Exercise instructions: Copy out the material from the line that contains "target | football" through the end of the material, keeping every line, the requests included. Scale each point coordinate in the answers by 2.6 and round it to a whole number, with halves rounded up.

The records:
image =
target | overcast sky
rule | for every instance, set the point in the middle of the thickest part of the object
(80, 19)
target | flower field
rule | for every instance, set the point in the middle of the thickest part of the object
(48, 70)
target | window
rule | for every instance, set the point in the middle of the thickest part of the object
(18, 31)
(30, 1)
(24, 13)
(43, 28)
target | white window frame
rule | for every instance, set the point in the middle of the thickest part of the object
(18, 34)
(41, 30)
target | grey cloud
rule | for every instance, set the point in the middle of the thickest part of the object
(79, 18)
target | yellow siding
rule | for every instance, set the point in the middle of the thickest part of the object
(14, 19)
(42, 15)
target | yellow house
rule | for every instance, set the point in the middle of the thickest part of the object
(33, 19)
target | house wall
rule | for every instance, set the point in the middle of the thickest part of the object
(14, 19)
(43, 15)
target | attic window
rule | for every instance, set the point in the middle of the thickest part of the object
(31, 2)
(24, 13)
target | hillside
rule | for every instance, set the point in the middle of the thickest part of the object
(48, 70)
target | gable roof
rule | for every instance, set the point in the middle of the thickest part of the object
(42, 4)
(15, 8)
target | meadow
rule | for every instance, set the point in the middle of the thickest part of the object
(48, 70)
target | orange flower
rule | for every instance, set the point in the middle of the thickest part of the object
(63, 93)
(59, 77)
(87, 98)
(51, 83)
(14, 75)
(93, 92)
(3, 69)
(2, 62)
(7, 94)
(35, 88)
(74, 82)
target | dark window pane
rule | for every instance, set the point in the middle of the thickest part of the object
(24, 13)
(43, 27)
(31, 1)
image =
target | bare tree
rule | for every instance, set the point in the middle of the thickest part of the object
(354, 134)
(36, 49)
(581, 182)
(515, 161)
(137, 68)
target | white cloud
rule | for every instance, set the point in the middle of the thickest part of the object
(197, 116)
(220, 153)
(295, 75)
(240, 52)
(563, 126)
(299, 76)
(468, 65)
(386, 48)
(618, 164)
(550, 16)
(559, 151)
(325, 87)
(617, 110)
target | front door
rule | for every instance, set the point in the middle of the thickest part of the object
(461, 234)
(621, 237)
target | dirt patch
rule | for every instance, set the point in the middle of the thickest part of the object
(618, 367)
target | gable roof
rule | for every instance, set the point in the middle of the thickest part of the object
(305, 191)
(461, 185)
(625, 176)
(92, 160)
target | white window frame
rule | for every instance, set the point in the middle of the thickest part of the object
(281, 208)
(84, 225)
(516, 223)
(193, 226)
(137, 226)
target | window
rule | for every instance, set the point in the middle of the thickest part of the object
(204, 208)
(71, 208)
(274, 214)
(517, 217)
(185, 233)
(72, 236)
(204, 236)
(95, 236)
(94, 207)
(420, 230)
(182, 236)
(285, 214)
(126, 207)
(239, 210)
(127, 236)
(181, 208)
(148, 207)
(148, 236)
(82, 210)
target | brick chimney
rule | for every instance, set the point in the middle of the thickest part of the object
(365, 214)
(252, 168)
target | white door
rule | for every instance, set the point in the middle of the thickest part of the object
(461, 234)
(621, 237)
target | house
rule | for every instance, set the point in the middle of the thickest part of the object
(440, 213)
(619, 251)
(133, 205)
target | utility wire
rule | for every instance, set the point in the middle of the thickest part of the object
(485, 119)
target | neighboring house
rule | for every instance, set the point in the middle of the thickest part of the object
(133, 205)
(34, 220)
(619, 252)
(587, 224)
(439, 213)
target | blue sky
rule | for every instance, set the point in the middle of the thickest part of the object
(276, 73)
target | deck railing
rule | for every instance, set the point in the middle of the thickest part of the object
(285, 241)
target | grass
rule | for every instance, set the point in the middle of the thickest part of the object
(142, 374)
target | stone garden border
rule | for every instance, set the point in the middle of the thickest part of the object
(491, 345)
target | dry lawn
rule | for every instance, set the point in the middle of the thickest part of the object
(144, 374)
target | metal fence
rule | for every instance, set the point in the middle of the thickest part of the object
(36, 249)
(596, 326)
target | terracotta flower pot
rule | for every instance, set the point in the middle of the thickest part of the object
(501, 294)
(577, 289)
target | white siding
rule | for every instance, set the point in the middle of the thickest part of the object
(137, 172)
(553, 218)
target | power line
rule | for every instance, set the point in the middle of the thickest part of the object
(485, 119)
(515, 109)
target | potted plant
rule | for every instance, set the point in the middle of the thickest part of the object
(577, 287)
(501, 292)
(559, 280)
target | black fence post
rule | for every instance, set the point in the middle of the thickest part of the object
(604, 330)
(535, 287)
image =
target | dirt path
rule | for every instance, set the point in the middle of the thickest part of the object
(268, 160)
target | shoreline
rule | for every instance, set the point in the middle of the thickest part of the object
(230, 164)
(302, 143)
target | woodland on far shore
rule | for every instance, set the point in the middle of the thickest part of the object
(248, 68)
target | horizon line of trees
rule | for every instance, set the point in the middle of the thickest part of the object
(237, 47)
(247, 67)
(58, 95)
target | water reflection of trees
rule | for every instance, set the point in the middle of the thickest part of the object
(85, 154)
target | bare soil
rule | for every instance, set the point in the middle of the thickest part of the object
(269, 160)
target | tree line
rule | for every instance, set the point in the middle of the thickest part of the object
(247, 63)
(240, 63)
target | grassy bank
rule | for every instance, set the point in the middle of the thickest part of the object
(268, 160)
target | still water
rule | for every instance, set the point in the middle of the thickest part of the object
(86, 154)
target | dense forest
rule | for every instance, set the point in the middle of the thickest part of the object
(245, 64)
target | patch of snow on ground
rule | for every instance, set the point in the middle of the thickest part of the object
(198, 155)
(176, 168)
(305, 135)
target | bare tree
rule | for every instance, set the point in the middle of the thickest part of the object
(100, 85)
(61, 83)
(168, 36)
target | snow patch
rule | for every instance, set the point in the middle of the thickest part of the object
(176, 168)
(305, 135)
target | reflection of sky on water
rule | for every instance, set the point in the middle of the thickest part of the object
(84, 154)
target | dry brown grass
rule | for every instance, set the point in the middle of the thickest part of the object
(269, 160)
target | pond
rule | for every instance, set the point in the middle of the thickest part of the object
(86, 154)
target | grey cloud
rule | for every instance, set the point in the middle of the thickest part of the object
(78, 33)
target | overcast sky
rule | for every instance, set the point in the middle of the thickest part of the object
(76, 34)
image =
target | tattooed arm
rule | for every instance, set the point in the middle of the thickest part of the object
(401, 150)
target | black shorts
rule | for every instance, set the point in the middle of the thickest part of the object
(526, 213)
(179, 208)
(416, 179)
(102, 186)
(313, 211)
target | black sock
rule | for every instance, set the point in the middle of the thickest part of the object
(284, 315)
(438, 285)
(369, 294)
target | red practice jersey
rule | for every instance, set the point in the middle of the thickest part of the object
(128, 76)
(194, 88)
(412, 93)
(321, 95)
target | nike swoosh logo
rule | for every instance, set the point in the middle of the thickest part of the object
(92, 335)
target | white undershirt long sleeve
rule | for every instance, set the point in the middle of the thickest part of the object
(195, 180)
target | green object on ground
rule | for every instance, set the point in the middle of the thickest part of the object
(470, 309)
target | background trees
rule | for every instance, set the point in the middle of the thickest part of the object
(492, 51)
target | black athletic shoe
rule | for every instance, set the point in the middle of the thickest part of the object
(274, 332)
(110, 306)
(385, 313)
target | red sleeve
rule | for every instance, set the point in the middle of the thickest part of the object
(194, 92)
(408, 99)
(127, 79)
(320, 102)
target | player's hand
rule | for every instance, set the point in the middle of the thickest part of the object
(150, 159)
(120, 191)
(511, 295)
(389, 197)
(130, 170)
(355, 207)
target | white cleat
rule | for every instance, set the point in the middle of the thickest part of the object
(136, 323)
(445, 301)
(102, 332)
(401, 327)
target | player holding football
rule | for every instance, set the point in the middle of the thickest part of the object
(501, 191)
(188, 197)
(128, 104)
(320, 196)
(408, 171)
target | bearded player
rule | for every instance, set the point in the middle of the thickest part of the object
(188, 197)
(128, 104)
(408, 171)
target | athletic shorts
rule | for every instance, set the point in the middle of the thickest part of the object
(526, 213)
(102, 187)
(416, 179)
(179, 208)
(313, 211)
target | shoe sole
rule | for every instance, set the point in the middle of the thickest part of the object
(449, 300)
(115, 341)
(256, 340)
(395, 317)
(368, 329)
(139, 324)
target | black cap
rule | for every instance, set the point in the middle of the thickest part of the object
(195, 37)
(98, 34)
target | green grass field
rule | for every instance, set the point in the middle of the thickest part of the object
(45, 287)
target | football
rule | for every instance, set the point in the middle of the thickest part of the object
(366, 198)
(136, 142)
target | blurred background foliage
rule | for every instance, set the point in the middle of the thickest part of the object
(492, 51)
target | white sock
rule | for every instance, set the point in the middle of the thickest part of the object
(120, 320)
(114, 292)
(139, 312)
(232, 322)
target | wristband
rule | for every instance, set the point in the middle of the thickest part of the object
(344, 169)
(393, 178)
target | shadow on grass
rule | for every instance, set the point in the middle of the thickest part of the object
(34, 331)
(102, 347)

Expected answer:
target | football
rule | for every instance, set the point in the middle of the thickest part of the object
(952, 515)
(354, 369)
target | blurred background foliage
rule | for every instance, set the point in the middle of the thickest part of the object
(1279, 133)
target | white sock
rule | for every instance, set the point in the middle of the thickest part of the object
(312, 832)
(296, 759)
(361, 811)
(603, 837)
target | wristband
rule | for every instance, set the point in the middle of the thickest part of the object
(894, 439)
(1022, 463)
target | shadow on grass
rule | for every instance, set the point in the middle of the thickest part of the object
(88, 861)
(265, 902)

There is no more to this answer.